------ Material

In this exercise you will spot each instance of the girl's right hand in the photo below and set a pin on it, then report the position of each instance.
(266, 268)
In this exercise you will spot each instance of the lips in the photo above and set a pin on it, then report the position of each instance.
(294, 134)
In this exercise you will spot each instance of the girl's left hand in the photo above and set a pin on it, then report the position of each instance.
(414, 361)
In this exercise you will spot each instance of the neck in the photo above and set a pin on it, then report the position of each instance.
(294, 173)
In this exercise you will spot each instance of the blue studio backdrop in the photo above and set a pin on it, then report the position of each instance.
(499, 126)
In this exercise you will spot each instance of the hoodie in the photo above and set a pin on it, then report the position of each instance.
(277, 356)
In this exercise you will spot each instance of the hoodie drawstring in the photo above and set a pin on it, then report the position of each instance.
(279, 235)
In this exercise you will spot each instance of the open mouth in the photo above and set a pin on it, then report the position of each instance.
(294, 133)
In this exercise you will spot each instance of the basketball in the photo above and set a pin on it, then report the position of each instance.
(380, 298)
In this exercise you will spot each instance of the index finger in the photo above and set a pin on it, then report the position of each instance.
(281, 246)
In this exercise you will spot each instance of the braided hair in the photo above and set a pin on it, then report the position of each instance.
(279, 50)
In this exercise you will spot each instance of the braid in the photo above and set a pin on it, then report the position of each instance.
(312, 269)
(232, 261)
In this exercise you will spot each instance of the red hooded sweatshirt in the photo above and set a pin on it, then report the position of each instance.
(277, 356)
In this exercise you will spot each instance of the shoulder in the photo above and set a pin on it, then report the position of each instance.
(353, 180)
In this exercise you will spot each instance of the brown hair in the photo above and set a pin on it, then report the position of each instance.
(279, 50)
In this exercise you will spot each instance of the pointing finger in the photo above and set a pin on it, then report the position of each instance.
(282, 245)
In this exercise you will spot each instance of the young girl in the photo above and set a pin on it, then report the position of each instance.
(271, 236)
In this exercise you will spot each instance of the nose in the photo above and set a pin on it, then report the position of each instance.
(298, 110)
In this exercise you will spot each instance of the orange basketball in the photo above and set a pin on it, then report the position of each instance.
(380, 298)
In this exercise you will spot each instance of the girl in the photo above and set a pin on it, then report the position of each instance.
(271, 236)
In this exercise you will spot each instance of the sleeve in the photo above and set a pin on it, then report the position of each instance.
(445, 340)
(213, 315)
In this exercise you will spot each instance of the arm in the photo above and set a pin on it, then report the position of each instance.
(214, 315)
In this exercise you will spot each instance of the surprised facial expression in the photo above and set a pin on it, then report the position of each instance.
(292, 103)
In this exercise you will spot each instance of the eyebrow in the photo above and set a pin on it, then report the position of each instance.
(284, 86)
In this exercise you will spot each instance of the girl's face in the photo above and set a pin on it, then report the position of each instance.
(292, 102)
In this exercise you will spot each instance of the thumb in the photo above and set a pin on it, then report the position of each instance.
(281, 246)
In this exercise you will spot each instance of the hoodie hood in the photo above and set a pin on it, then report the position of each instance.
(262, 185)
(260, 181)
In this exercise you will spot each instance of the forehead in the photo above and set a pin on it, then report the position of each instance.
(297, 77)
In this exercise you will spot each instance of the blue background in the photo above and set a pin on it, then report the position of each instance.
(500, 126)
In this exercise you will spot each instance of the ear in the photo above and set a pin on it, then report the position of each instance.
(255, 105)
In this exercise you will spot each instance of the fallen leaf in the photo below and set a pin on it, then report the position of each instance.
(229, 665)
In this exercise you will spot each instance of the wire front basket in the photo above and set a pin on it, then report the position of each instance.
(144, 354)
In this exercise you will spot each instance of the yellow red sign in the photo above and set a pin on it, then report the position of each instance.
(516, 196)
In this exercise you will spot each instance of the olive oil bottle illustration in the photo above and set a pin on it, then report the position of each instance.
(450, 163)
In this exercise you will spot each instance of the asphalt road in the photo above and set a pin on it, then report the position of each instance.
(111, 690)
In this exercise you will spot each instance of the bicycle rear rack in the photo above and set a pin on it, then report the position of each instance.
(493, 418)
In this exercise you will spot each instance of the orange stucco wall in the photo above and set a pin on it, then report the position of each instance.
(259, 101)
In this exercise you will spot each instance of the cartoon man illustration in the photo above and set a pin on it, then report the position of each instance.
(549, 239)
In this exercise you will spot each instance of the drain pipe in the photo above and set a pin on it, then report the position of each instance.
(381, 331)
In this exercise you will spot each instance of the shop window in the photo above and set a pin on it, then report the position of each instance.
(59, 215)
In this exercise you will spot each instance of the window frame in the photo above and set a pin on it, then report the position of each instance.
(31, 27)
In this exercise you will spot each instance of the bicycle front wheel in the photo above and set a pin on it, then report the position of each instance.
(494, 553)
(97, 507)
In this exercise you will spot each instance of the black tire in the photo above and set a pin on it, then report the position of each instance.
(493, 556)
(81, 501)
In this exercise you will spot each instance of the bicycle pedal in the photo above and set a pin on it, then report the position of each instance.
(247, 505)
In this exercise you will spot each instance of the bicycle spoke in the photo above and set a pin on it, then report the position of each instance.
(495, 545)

------------

[Given task]: Transcribe all of the material exactly. Omit nothing.

[Complete response]:
In this exercise you will spot each instance of the girl's right hand in the photo below and set a pin on it, then report the position of each instance.
(266, 268)
In this exercise you will spot each instance of the lips in the photo above and set a pin on it, then report the position of each instance.
(294, 134)
In this exercise you will spot each instance of the girl's left hand in the photo above and set a pin on it, then report the position of each instance.
(414, 361)
In this exercise you will spot each instance of the neck in the photo above and set a pin on it, then report the position of each instance.
(294, 173)
In this exercise you will spot each instance of the blue studio backdrop in the photo above and set a pin on it, then report the position of each instance.
(499, 126)
In this exercise you will spot each instance of the hoodie in the photo above and set a pin on it, then report the position of each instance.
(277, 356)
In this exercise you will spot each instance of the hoodie drawstring in the photo above and set a pin on it, then report the position of each instance.
(279, 235)
In this exercise you will spot each instance of the open mouth in the photo above and set a pin on it, then report the position of each instance.
(294, 133)
In this exercise you will spot each instance of the basketball in the photo above and set a pin on it, then report the position of each instance.
(380, 298)
In this exercise you will spot each instance of the index finger in the photo above and set a pin on it, then report the position of each instance.
(281, 246)
In this exercise you will spot each instance of the braided hair in the photo above and set a pin on it, then report the position of each instance.
(279, 50)
In this exercise you will spot each instance of the braid in the photo above and set a pin on it, then report the position of each instance.
(312, 269)
(232, 261)
In this exercise you will spot each instance of the red hooded sweatshirt in the photo above and set a pin on it, then report the position of each instance.
(277, 356)
In this exercise you will spot each instance of the shoulder in the photo above and set a pin on it, then report the position of each instance.
(353, 180)
In this exercise you will spot each instance of the brown hair in the photo above and set a pin on it, then report the position of each instance.
(279, 50)
In this exercise you will spot each instance of the pointing finger in the photo above and set a pin on it, then report the position of each instance.
(282, 245)
In this exercise you will spot each instance of the young girl in the photo above and set a pin on it, then report the position of each instance.
(271, 236)
In this exercise you will spot each instance of the nose in the photo above and set a pin on it, then report the position of each instance.
(298, 110)
In this exercise you will spot each instance of the orange basketball in the photo above and set a pin on it, then report the position of each instance.
(380, 298)
In this exercise you will spot each instance of the girl in the photo above and set a pin on it, then report the position of each instance.
(271, 236)
In this exercise you will spot each instance of the sleeve in the photo above and set a pin on it, then report the position of each instance.
(445, 340)
(213, 315)
In this exercise you will spot each instance of the arm in the photo above and set a pin on it, then report the position of each instance.
(214, 315)
In this exercise you will spot each instance of the surprised facial expression in the photo above and set a pin on it, then report the position of each instance.
(292, 103)
In this exercise you will spot each instance of the eyebrow in the photo above and set a pin on it, then report the position of each instance.
(284, 86)
In this exercise you will spot each instance of the girl's face in the photo above and set a pin on it, then report the position of each instance.
(292, 102)
In this exercise you will spot each instance of the thumb in the photo above and set a pin on it, then report the position of each instance.
(281, 246)
In this exercise you will spot each instance of the hoodie hood in the photo above and set a pin on it, then report the position of each instance.
(262, 185)
(260, 181)
In this exercise you will spot each instance of the forehead in the photo above and set a pin on it, then report the position of each instance.
(297, 77)
In this exercise you will spot each instance of the blue background in the photo above and set a pin on it, then report the position of each instance.
(500, 126)
In this exercise you will spot each instance of the ear in the photo above and set a pin on it, then report the position of each instance.
(255, 105)
In this exercise you will spot each instance of the fallen leaf in the photo below and set a pin on it, then report the position of each instance.
(229, 665)
In this exercise you will spot each instance of the wire front basket in the photo above and set a pin on it, then report the position of each instance.
(144, 354)
In this exercise you will spot each instance of the yellow red sign in the photo above and set a pin on it, then report the position of each instance.
(516, 196)
In this exercise you will spot each instance of the olive oil bottle illustration in the photo above and set a pin on it, then report the position of each instance.
(450, 163)
In this exercise you will spot each instance of the asphalt road in the photo above and set a pin on it, then report the position of each instance.
(111, 690)
In this exercise you will spot each instance of the bicycle rear rack in the photo above and set a pin on it, then report the position of each instance.
(493, 418)
In this exercise you will spot each instance of the orange stucco wall in the photo above and set a pin on it, then report the position of each instance.
(259, 101)
In this exercise you will spot each instance of the cartoon man illustration in the photo above and set a pin on it, then report the position of each instance.
(549, 239)
In this exercise you will spot each instance of the drain pipe in the photo above and set a pin on it, then report the position of each instance.
(381, 331)
In this exercise you will spot each instance of the shop window in the photo above and set a pin on it, then report the position of each instance.
(59, 215)
In this exercise you will spot each instance of the window frame in the photo above and set a pin on it, then report the position of each instance.
(31, 27)
In this exercise you will spot each instance of the bicycle front wheel in the photo above and set a pin on it, then report the position of each instance.
(494, 553)
(97, 507)
In this exercise you will spot each instance of the black tire in the photo above and set a pin on it, then report the position of each instance.
(493, 556)
(81, 501)
In this exercise you will spot each instance of the bicycle pedal in the photo above and set a pin on it, then report the position of each instance.
(247, 505)
In this exercise you will spot each instance of the bicycle spoke in the photo above and set a pin on it, then report the position of each instance.
(495, 545)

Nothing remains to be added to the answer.